TASK MATERIAL =>

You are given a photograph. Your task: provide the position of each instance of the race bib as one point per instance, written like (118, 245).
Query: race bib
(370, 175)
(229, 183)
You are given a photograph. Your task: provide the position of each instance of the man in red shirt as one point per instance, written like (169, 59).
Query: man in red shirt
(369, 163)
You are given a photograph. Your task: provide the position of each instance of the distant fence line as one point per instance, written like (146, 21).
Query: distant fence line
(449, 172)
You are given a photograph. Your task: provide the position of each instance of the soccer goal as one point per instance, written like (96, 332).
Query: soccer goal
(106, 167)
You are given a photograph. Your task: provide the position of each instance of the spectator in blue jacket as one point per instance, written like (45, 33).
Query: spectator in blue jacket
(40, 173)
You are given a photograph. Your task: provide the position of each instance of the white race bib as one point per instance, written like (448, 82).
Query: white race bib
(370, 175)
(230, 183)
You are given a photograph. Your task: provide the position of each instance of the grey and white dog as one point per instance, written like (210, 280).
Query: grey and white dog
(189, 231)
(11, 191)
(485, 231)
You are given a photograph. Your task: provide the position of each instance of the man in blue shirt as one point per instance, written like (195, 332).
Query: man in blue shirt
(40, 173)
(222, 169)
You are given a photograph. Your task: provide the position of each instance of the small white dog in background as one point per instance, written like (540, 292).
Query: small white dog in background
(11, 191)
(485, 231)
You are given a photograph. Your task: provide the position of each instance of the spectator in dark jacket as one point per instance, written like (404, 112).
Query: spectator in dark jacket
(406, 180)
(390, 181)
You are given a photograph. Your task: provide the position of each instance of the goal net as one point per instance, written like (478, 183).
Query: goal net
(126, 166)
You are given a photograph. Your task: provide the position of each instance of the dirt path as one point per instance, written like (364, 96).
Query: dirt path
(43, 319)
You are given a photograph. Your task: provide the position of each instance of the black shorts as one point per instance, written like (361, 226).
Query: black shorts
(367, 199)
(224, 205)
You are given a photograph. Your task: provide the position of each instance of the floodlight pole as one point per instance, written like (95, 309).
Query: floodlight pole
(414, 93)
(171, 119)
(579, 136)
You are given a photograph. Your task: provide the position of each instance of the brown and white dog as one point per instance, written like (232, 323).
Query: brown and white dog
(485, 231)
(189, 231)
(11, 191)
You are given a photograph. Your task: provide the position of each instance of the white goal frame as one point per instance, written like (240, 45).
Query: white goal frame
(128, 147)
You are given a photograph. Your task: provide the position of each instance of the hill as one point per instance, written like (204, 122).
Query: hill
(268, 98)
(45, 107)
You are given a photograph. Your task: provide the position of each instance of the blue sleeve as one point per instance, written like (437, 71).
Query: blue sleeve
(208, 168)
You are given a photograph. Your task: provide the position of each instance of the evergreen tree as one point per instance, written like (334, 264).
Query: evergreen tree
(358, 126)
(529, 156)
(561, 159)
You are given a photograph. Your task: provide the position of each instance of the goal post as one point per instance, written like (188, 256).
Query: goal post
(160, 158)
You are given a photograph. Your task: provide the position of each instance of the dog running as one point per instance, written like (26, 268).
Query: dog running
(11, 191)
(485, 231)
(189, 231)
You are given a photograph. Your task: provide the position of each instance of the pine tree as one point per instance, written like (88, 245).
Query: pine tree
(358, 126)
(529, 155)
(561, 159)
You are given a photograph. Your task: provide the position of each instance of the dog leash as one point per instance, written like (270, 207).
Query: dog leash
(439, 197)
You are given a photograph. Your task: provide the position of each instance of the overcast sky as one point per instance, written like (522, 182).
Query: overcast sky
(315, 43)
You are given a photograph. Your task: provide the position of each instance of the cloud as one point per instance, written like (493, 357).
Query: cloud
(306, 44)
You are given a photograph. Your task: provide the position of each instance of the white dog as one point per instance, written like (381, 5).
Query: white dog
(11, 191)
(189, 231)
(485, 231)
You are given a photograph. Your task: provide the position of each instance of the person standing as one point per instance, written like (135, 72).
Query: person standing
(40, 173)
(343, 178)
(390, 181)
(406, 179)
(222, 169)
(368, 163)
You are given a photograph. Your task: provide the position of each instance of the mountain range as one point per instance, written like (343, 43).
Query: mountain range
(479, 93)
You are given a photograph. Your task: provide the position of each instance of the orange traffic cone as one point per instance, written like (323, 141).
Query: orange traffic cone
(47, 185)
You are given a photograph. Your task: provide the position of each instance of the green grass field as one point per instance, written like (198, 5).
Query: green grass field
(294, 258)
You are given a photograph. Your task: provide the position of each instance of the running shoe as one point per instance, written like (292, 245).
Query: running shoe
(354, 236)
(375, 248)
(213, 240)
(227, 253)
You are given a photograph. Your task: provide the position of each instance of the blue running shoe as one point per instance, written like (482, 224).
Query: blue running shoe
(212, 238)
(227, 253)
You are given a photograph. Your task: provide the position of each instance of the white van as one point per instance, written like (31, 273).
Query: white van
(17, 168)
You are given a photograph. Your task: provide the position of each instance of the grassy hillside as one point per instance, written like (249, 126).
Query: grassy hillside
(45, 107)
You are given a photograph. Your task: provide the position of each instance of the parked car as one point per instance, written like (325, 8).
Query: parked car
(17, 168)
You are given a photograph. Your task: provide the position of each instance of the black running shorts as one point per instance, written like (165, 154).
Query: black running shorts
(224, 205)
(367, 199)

OBJECTIVE => Go through every row above, switch each "instance" to "occurrence", and write the lines out again with nothing else changed.

EXERCISE SOLUTION =>
You are given a photograph. Your task: provide the position of each occurrence of the race bib as one point per occurrence, written like (118, 245).
Query: race bib
(370, 175)
(229, 183)
You are given a photograph. Your task: provide the position of each occurrence of the man in red shirt as one point per occurrence, written like (169, 59).
Query: man in red shirt
(369, 163)
You are given a photograph. Your task: provide the position of each occurrence of the distant fence line as one point per occurrence, written like (146, 21).
Query: distant fence line
(449, 172)
You are given a photograph. Your task: provide the position of each occurrence of the soccer goal as one point per occurrence, written like (96, 332).
Query: soccer goal
(106, 167)
You are given a photograph. Your task: provide the position of each occurrence of the spectator in blue jacket as one point per occurrence, written like (45, 33).
Query: spectator in blue jacket
(40, 173)
You are given a photograph. Your task: provide the position of each occurrence of the white race bib as one point per occurrence, written like (448, 82).
Query: white race bib
(370, 175)
(230, 183)
You are given a photograph. Your task: provide the position of each occurrence of the grey and white dog as one point per occurrence, written like (210, 280).
Query: grey and white dog
(189, 231)
(11, 191)
(485, 231)
You are given a photograph. Your task: provide the position of each occurrence of the man in blue shirt as one point per occurrence, written like (195, 332).
Query: man in blue shirt
(40, 173)
(222, 169)
You are given a photograph. Your task: provide the position of each occurrence of the small white dog in background as one point per occurrence, written like (540, 292).
Query: small white dog in background
(11, 191)
(485, 231)
You are given a photograph. Your task: provide the position of each occurrence of the spectator in dark jacket as one point per occurrence, written like (404, 112).
Query: spectator in dark jacket
(406, 180)
(390, 181)
You are given a photograph. Your task: provide the position of each occurrence of the goal net as one point per occurrence, written like (478, 183).
Query: goal net
(126, 166)
You are given a photograph. Your task: provide the position of each occurrence of the dirt path as one point per occurrence, written like (364, 96).
Query: dirt path
(43, 319)
You are given a photograph. Your task: provide the position of each occurrence of the black shorts as one point per occurrence, written like (361, 226).
Query: black shorts
(367, 199)
(224, 205)
You are given a photograph. Your task: provide the position of each occurrence of the floodlight pole as one point per occurrence, written like (95, 309).
Query: floodlight pole
(414, 93)
(171, 119)
(579, 136)
You are given a photograph. Your task: provide the position of each occurrence of the brown and white dog as one point per occurrence, written like (232, 323).
Query: brown and white dog
(485, 231)
(189, 231)
(11, 191)
You are given a photograph. Your task: provide the position of each occurrence of the white goal frame as one point per occurrence, written like (240, 45).
Query: white goal frame
(128, 147)
You are given a photograph. Your task: provide the position of each occurrence of the hill as one point per occurrence, written like (204, 122).
Query: hill
(268, 98)
(45, 107)
You are given a photograph. Your task: provide the position of each occurrence of the blue sleeve as one point per occurrence, written like (437, 71).
Query: blue sleeve
(208, 168)
You are given a photograph. Your task: provide the position of each occurrence of the evergreen tree as one point per occurrence, written like (334, 264).
Query: evergreen tree
(358, 126)
(529, 156)
(561, 159)
You are given a photograph. Your task: provide the position of each occurrence of the goal post as one point per occurrence, written like (188, 256).
Query: goal post
(160, 158)
You are given a photograph. Your task: provide the position of each occurrence of the dog running as one point per occurrence, written like (26, 268).
Query: dog running
(11, 191)
(485, 231)
(189, 231)
You are given a photograph. Your task: provide the position of each occurrence of the pine tree as one point per occurrence, written like (88, 245).
Query: pine tree
(358, 126)
(529, 155)
(561, 159)
You are given a photograph. Your task: provide the position of each occurrence of the dog leash as one point per occurrence, written like (270, 207).
Query: dog leash
(439, 197)
You are given a photograph. Your task: provide the position of each occurrence of the overcast sky as one point per occurrence, written like (522, 182).
Query: overcast sky
(315, 43)
You are given a photograph. Your task: provide the position of each occurrence of the cloud as one point per occurrence, written like (493, 357).
Query: cloud
(306, 44)
You are given a photograph. Your task: provide the position of each occurrence of the white dog as one point per occurrence, written like (381, 5).
Query: white dog
(11, 191)
(189, 231)
(485, 231)
You are given a photograph. Your task: provide the position of each occurrence of the person standing as one point per occurrence, written like (135, 72).
Query: person standing
(40, 173)
(343, 178)
(390, 181)
(406, 179)
(222, 169)
(368, 163)
You are given a photograph. Your task: provide the position of each occurrence of the mountain range as one point per occurrence, written like (343, 43).
Query: mountain range
(479, 93)
You are given a photograph. Your task: provide the position of each occurrence of the orange traffic cone as one point per occurrence, written like (323, 141).
Query: orange traffic cone
(47, 185)
You are given a photograph. Your task: provide the position of each occurrence of the green grass field as one point per occurrence, written like (198, 5).
Query: green grass field
(294, 258)
You are given a photograph. Your task: provide the position of each occurrence of the running shoe as one point per occurrence, written like (292, 245).
Query: running shoe
(354, 236)
(375, 248)
(213, 240)
(227, 253)
You are given a photograph. Your task: provide the position of each occurrence of the blue running shoe as one point per occurrence, written like (482, 224).
Query: blue running shoe
(212, 238)
(227, 253)
You are given a photograph. Your task: provide the position of each occurrence of the white van as one point per occurrence, written like (31, 273).
Query: white van
(17, 168)
You are given a photograph. Your task: provide the position of each occurrence of the grassy hillside as one point per occurrence, written like (249, 126).
Query: grassy hillside
(45, 107)
You are given a photograph. Your task: provide the position of each occurrence of the parked car as one point per occurrence, written like (325, 8).
Query: parked car
(17, 168)
You are given a photograph. Your task: provide the position of each occurrence of the black running shorts as one point per occurrence, written like (165, 154).
Query: black running shorts
(224, 205)
(367, 199)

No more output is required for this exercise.